» What needs to be done
Rewrite the material below from the line with "In this photo, where can the field be" through the last line, keeping every request and multiplying each point coordinate in the answers by 1.7, rounded to the nearest whole number with halves rounded up.

» Data in this exercise
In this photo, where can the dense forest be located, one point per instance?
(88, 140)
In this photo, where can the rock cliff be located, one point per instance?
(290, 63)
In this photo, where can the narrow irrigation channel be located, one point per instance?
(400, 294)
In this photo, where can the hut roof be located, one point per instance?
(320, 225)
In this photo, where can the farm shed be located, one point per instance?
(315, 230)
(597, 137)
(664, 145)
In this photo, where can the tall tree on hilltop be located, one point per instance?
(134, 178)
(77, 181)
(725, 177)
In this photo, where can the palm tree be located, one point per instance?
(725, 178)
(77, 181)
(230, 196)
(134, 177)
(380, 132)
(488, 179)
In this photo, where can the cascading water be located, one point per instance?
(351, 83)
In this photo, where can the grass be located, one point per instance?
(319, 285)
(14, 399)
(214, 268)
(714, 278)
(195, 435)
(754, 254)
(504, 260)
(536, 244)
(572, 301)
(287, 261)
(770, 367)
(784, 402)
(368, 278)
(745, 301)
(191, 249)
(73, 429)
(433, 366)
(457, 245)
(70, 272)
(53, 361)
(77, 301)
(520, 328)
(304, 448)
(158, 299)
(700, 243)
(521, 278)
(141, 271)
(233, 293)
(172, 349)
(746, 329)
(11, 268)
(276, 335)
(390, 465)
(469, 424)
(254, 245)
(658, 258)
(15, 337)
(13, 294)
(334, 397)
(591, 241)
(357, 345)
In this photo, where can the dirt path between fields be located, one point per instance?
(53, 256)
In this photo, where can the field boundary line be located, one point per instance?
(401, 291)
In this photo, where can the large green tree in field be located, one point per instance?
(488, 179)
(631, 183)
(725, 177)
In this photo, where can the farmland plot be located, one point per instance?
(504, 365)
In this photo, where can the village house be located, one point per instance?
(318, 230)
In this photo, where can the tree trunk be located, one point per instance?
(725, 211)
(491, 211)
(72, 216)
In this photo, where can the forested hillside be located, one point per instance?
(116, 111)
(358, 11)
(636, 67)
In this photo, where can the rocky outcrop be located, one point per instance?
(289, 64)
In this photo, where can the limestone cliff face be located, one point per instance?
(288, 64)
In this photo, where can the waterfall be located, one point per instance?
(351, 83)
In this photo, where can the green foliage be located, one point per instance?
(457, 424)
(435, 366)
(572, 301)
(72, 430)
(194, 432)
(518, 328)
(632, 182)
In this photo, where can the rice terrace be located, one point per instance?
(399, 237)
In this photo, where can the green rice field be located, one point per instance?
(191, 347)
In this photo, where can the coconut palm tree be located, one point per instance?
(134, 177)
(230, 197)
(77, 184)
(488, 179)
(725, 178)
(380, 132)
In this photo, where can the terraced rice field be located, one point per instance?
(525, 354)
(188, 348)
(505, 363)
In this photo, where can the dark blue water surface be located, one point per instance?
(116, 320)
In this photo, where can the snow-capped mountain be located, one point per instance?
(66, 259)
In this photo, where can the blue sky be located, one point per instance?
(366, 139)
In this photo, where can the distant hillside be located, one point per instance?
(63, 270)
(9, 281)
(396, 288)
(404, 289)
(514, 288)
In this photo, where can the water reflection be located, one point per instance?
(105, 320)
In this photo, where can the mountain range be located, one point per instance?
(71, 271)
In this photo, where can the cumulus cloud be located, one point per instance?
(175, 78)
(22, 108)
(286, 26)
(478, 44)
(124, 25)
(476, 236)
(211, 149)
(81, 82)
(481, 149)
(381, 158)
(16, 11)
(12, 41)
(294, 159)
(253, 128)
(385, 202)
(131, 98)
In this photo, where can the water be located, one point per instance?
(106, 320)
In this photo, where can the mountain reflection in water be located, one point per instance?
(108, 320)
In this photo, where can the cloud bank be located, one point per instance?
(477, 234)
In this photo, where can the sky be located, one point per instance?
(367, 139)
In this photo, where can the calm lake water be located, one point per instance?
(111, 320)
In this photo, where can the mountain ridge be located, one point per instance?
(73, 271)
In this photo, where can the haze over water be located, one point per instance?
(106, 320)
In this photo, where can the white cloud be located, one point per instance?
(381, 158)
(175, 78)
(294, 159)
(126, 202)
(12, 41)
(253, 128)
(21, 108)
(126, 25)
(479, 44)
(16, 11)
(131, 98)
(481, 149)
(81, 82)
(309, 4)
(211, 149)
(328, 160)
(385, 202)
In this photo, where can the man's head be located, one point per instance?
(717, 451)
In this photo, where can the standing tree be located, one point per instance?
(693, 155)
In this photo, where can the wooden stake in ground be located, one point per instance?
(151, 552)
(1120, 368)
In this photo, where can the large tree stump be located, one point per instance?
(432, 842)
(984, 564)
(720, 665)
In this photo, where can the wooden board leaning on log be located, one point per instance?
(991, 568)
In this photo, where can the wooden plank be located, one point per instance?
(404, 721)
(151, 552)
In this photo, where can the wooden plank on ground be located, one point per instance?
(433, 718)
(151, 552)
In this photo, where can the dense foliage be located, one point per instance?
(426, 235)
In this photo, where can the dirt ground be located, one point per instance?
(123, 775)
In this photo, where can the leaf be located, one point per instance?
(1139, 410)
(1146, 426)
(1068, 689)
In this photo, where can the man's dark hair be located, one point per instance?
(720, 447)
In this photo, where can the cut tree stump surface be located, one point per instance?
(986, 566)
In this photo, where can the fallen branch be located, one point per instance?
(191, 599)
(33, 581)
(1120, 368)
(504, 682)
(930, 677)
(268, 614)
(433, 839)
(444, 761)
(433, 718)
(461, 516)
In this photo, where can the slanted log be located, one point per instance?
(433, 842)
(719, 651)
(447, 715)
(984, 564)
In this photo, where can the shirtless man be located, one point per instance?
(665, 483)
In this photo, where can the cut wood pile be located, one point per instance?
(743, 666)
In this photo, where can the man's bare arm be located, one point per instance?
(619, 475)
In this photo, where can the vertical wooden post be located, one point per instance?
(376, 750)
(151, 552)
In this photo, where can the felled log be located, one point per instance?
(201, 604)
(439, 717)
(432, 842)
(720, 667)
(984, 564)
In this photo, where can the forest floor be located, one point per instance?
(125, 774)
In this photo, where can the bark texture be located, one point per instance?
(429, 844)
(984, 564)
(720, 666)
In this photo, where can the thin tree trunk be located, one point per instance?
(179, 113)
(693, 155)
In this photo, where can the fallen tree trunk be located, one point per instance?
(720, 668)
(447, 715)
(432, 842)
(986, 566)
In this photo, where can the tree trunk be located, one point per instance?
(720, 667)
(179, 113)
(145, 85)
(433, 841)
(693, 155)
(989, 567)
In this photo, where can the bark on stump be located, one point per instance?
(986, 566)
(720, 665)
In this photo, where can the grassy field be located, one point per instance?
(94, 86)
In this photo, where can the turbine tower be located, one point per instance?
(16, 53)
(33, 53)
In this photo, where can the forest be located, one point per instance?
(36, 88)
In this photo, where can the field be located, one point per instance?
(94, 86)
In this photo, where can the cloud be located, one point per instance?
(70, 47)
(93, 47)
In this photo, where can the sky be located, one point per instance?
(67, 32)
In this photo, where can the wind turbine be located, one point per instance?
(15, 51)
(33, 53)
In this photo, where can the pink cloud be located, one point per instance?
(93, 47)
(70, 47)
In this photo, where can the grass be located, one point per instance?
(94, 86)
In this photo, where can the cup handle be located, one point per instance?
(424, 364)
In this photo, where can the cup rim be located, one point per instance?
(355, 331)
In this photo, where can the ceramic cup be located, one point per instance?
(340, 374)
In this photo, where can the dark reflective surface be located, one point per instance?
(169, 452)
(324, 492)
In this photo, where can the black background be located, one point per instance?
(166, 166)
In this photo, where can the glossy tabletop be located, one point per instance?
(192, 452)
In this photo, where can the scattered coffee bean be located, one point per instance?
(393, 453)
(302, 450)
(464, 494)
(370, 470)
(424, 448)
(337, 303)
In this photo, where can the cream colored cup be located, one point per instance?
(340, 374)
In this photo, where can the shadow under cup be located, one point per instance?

» Result below
In this photo, where can the field be located, one point per instance?
(160, 146)
In this photo, where can the cloud be located, one point per instance?
(119, 80)
(158, 80)
In this photo, where can the sky be located, one point per instance?
(114, 54)
In this photo, where can the wind turbine be located, one point per instance?
(26, 87)
(56, 90)
In this photo, where can the pink cloud be located, one point per instance?
(158, 80)
(119, 80)
In this photo, where can the grass be located, one point per instance?
(160, 146)
In this photo, where can the cup handle be located, one point per instance?
(721, 619)
In this photo, where can the cup rim be located, one point per instance?
(604, 563)
In this photo, where can the ceramic cup be located, one point per instance?
(578, 636)
In this photo, where can the dark reflective surface be located, one point per instance?
(287, 768)
(551, 836)
In this photo, where can the black background be located, one point per instance?
(282, 282)
In this photo, where can the glossy tabletop be located, one point per instance?
(326, 768)
In this photo, where can the scattered coffee bean be located, one point per instance?
(668, 770)
(513, 765)
(789, 840)
(629, 799)
(721, 762)
(573, 515)
In this photo, where can the cream colored cup be located, one point per instance?
(578, 636)
In this photo, where can the shadow under cup be located, one point per instance?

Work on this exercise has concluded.